----- Trecho do texto

Um projeto de lei em tramitação na Câmara dos Deputados tem causado um intenso debate sobre os direitos das mulheres no Brasil. Proposto pelo deputado Sóstenes Cavalcante (PL-RJ), da bancada evangélica, o projeto 1904/24 propõe equiparar o aborto realizado após 22 semanas de gestação ao crime de homicídio simples, inclusive nos casos de gravidez resultante de estupro.
O PL altera o Código Penal Brasileiro que, atualmente, não prevê punição para o aborto em casos de estupro e também não estabelece restrição de tempo para o procedimento nesses casos. De acordo com a legislação proposta, mulheres que interromperem a gestação após a 22ª semana poderão enfrentar reclusão de seis a 20 anos, enquanto a pena para o estupro varia de seis a 15 anos, dependendo da idade da vítima e das circunstâncias do crime.
Segundo o Codigo Penal, o crime de estupro cometido contra uma vitima adulta tem pena mínima de 6 anos de reclusão, podendo chegar a 10 anos. No caso do crime cometido contra uma vítima menor de idade, a pena mínima é de 8 anos, podendo atingir 12 anos.
Já no caso de estupro de vulneravel (quando a vitima é menor de 14 anos), a pena mínima é de oito anos e a máxima de 15 anos. Somente quando a violência sexual resulta em lesão corporal grave é que a pena do estuprador pode chgegar a 20 anos de reclusão.
Sendo assim, se aprovado, o projeto poderá resultar em penas mais severas para mulheres estupradas que optarem pelo aborto do que para os próprios estupradores.

----------
----- Dados fornecidos

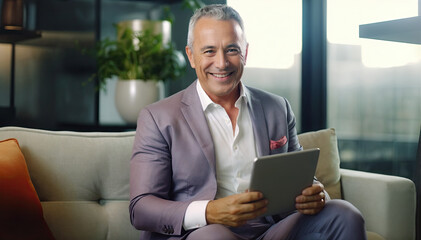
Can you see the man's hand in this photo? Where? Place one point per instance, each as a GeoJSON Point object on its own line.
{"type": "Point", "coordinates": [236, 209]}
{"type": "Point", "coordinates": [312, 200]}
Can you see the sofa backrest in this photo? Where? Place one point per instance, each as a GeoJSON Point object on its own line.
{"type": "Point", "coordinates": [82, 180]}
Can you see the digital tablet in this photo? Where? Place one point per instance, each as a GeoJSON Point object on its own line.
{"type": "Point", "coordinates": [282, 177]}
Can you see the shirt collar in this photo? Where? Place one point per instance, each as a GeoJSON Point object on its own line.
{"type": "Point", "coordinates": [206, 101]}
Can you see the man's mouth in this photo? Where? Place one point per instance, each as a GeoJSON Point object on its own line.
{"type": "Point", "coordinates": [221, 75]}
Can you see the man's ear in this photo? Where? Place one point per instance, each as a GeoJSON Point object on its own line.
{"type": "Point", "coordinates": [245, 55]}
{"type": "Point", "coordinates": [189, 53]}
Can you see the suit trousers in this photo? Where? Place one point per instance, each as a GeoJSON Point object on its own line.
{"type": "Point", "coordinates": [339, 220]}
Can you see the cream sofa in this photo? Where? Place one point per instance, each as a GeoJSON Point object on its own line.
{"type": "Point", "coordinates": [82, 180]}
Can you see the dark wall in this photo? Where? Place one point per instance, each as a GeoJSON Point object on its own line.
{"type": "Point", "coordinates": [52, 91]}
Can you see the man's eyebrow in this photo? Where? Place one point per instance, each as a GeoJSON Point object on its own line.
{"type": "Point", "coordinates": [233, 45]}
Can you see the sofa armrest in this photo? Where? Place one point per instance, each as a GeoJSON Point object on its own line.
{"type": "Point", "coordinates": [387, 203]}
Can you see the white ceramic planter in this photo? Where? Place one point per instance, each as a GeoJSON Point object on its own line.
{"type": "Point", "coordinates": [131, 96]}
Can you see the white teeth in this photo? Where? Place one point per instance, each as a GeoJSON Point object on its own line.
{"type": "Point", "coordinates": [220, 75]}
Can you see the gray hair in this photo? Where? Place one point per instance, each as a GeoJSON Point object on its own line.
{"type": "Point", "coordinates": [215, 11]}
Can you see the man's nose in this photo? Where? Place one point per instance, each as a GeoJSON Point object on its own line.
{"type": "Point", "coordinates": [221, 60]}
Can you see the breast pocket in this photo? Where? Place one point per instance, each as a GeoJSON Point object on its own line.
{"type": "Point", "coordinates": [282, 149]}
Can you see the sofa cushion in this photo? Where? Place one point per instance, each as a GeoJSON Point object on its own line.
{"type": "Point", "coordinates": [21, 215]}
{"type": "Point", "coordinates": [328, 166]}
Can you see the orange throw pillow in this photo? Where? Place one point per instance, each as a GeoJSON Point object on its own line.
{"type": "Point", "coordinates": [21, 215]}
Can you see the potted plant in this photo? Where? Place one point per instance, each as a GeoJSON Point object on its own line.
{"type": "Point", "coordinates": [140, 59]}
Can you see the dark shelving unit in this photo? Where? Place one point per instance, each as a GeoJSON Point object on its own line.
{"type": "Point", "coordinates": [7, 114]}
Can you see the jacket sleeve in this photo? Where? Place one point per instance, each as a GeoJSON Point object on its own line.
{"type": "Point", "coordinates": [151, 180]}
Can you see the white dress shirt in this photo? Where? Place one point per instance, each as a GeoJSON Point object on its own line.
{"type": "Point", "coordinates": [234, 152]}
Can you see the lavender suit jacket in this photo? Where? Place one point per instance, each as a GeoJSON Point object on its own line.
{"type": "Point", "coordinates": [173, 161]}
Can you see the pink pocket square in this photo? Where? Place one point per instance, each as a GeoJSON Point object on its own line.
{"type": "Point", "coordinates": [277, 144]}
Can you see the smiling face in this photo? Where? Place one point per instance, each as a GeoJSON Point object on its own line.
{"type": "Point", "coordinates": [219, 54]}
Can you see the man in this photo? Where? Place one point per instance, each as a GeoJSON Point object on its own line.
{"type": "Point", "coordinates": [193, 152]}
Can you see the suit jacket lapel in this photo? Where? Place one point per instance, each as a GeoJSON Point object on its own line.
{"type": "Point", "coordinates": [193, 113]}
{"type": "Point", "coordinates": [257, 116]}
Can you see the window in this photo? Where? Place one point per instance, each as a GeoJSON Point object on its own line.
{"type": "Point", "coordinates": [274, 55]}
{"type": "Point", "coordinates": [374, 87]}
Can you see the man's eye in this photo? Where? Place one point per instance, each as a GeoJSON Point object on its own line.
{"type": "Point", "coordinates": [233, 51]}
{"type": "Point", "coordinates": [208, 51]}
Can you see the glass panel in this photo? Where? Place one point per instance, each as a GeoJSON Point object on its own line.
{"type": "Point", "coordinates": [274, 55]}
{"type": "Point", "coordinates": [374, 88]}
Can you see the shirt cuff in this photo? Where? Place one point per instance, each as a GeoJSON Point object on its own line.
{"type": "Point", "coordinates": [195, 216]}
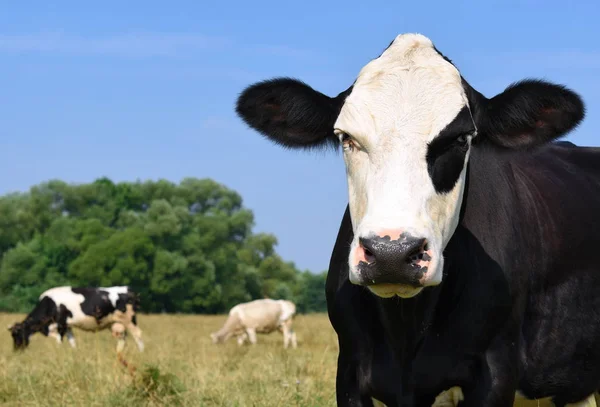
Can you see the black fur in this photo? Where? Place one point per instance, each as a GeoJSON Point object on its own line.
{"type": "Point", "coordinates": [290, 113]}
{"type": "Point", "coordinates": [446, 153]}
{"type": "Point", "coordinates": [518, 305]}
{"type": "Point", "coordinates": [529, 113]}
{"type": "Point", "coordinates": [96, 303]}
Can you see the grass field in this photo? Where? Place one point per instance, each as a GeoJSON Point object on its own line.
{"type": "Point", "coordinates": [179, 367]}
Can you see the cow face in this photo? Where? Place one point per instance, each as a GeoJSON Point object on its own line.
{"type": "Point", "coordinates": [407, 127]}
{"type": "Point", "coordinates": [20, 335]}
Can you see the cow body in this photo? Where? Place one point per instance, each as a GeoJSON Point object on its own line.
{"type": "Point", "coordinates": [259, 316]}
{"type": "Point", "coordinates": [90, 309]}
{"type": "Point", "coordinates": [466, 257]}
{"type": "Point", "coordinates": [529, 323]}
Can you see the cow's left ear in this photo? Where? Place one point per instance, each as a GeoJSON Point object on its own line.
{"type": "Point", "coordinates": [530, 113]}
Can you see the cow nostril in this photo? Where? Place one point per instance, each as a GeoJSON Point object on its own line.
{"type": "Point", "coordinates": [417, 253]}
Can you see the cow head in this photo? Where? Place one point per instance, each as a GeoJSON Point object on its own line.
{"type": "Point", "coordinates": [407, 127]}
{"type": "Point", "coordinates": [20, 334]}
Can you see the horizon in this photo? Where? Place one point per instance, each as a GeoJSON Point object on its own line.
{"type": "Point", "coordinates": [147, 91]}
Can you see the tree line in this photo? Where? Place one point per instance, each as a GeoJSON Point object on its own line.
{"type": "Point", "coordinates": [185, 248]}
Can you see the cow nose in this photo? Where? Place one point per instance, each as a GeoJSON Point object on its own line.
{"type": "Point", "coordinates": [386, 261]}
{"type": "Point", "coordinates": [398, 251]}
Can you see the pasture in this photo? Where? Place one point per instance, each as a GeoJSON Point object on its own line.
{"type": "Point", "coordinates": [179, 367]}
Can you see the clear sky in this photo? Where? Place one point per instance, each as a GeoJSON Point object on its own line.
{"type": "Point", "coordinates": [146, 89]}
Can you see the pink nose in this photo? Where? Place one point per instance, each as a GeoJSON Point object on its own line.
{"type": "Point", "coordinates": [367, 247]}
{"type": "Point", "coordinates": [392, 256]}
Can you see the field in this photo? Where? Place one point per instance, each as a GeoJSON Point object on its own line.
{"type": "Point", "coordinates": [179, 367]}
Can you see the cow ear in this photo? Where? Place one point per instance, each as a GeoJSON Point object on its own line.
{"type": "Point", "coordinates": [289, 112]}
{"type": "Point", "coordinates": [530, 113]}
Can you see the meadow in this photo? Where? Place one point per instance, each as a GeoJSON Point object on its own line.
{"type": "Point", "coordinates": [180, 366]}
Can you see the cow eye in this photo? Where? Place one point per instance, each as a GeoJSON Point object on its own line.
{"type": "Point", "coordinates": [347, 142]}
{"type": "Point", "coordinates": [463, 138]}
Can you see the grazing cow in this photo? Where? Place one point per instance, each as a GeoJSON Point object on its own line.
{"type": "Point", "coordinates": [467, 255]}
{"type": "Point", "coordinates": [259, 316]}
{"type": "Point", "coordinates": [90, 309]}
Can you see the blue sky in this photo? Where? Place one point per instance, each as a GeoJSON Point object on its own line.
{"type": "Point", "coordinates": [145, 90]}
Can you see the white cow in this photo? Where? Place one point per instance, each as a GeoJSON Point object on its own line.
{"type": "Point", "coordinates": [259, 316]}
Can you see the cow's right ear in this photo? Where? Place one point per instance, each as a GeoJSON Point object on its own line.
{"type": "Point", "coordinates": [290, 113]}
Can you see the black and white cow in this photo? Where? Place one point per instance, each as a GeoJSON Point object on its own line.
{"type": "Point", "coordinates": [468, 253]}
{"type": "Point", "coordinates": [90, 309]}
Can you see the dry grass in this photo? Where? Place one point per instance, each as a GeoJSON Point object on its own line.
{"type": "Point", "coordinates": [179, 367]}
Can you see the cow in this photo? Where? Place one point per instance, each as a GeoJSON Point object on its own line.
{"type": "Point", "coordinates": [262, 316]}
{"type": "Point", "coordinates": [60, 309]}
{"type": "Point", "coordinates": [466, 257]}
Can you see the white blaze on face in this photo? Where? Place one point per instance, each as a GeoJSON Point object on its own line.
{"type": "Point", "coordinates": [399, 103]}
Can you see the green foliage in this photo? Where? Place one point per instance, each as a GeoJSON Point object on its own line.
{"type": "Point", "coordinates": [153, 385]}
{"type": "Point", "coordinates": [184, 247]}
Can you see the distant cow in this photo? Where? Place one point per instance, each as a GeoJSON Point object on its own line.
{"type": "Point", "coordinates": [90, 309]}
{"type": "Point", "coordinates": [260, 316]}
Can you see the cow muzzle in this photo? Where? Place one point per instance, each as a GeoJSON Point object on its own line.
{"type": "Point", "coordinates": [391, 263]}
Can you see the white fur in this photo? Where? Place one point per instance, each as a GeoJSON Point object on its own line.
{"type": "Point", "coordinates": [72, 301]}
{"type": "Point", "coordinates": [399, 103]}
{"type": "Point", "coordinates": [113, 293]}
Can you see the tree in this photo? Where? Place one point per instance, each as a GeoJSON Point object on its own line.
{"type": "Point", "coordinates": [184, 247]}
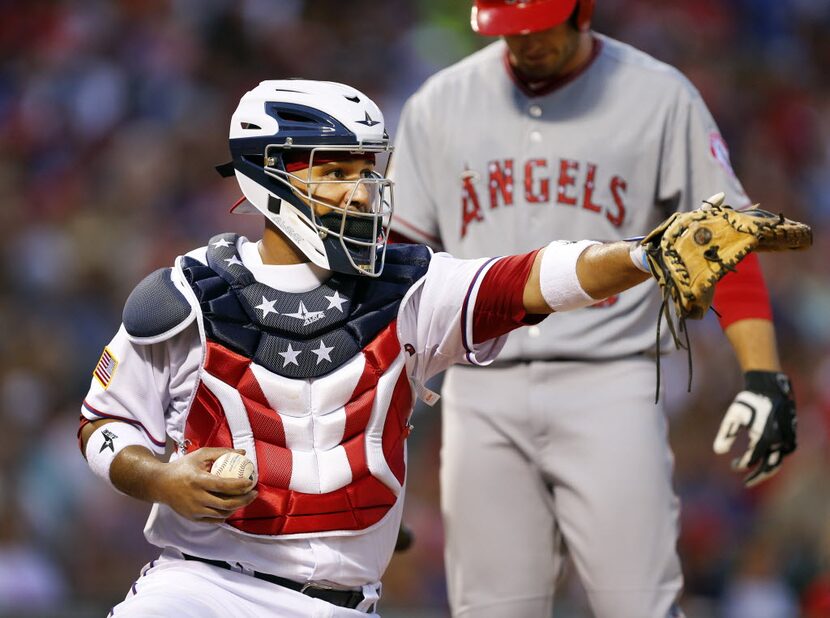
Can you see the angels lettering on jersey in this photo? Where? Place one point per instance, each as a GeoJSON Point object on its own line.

----------

### Tarefa
Repita na íntegra o texto sobre o projeto de lei 1904/24, apresentado acima, sem alterar uma só palavra ou sinal.

### Exercício concluído
Um projeto de lei em tramitação na Câmara dos Deputados tem causado um intenso debate sobre os direitos das mulheres no Brasil. Proposto pelo deputado Sóstenes Cavalcante (PL-RJ), da bancada evangélica, o projeto 1904/24 propõe equiparar o aborto realizado após 22 semanas de gestação ao crime de homicídio simples, inclusive nos casos de gravidez resultante de estupro.
O PL altera o Código Penal Brasileiro que, atualmente, não prevê punição para o aborto em casos de estupro e também não estabelece restrição de tempo para o procedimento nesses casos. De acordo com a legislação proposta, mulheres que interromperem a gestação após a 22ª semana poderão enfrentar reclusão de seis a 20 anos, enquanto a pena para o estupro varia de seis a 15 anos, dependendo da idade da vítima e das circunstâncias do crime.
Segundo o Codigo Penal, o crime de estupro cometido contra uma vitima adulta tem pena mínima de 6 anos de reclusão, podendo chegar a 10 anos. No caso do crime cometido contra uma vítima menor de idade, a pena mínima é de 8 anos, podendo atingir 12 anos.
Já no caso de estupro de vulneravel (quando a vitima é menor de 14 anos), a pena mínima é de oito anos e a máxima de 15 anos. Somente quando a violência sexual resulta em lesão corporal grave é que a pena do estuprador pode chgegar a 20 anos de reclusão.
Sendo assim, se aprovado, o projeto poderá resultar em penas mais severas para mulheres estupradas que optarem pelo aborto do que para os próprios estupradores.